Chief Justice John Roberts and Justice Brett Kavanaugh aligned with the court’s liberals in affirming a lower-court ruling that found a likely violation of the Voting Rights Act in an Alabama congressional map with one majority Black seat out of seven districts in a state where more than one in four residents is Black. The state now will have to draw a new map for next year’s elections.
The decision was keenly anticipated for its potential effect on control of the closely divided U.S. House of Representatives. Because of the ruling, new maps are likely in Alabama and Louisiana that could allow Democratic-leaning Black voters to elect their preferred candidates in two more congressional districts.
The outcome was unexpected in that the court had allowed the challenged Alabama map to be used for the 2022 elections, and in arguments last October the justices appeared willing to make it harder to challenge redistricting plans as racially discriminatory under the Voting Rights Act of 1965...
The case stems from challenges to Alabama’s seven-district congressional map, which included one district in which Black voters form a large enough majority that they have the power to elect their preferred candidate. The challengers said that one district is not enough, pointing out that overall, Alabama’s population is more than 25% Black.

▶ [Tasks to carry out]
- a) In the Alabama redistricting passage, which two justices joined the court's liberals in the ruling?
- b) Proceed with the Alabama redistricting passage, writing on from its final sentence.
The items have no connection to the Alabama redistricting passage.

Stored data entries:
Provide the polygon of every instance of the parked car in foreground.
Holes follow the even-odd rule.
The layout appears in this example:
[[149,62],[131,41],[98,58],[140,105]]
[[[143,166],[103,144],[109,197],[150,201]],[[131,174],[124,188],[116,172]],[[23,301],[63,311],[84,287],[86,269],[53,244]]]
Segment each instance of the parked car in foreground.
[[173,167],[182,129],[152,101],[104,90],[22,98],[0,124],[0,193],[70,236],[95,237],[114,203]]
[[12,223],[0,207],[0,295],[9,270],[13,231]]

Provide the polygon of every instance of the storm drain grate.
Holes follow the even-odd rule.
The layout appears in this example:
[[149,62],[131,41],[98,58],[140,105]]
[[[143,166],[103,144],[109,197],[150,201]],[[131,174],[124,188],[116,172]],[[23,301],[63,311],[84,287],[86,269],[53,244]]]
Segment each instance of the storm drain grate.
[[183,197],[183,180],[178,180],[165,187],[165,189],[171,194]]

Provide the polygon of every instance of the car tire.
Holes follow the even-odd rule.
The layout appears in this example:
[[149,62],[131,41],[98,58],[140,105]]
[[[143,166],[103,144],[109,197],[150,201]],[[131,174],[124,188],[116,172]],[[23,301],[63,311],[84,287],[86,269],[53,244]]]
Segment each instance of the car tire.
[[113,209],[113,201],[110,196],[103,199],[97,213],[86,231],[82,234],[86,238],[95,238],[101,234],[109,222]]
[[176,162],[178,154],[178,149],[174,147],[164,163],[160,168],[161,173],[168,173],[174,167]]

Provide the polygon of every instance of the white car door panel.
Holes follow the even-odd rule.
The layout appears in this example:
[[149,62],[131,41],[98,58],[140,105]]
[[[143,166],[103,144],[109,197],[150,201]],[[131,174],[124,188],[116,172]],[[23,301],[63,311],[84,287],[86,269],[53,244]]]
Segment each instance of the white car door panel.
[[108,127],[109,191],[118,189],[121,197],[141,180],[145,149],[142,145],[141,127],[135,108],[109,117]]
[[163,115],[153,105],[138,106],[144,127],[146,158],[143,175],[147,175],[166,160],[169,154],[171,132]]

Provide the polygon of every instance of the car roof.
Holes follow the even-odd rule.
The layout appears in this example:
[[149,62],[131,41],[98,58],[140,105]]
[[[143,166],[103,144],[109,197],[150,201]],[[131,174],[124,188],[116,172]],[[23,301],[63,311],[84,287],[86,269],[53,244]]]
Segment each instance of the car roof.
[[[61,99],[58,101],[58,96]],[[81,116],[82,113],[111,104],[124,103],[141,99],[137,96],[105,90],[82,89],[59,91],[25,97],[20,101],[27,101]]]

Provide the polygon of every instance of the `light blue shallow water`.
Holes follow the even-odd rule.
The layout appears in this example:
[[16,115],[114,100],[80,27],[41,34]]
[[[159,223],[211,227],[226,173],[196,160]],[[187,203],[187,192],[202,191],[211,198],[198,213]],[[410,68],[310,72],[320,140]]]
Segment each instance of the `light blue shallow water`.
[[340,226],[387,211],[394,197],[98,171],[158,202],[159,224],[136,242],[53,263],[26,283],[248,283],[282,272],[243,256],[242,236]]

▶ [Results for each task]
- a) Chief Justice John Roberts and Justice Brett Kavanaugh.

- b)
A three-judge court, with two appointees of former President Donald Trump, had little trouble concluding that the plan likely violated the Voting Rights Act by diluting the votes of Black Alabamians. That “likely” violation was the standard under which the preliminary injunction was issued by the three-judge panel, which ordered a new map drawn.
But the state quickly appealed to the Supreme Court, where five conservative justices prevented the lower-court ruling from going forward. At the same time, the court decided to hear the Alabama case.
Louisiana’s congressional map had separately been identified as probably discriminatory by a lower court. That map, too, remained in effect last year and now will have to be redrawn.
The National Redistricting Foundation said in a statement that its pending lawsuits over congressional districts in Georgia and Texas also could be affected."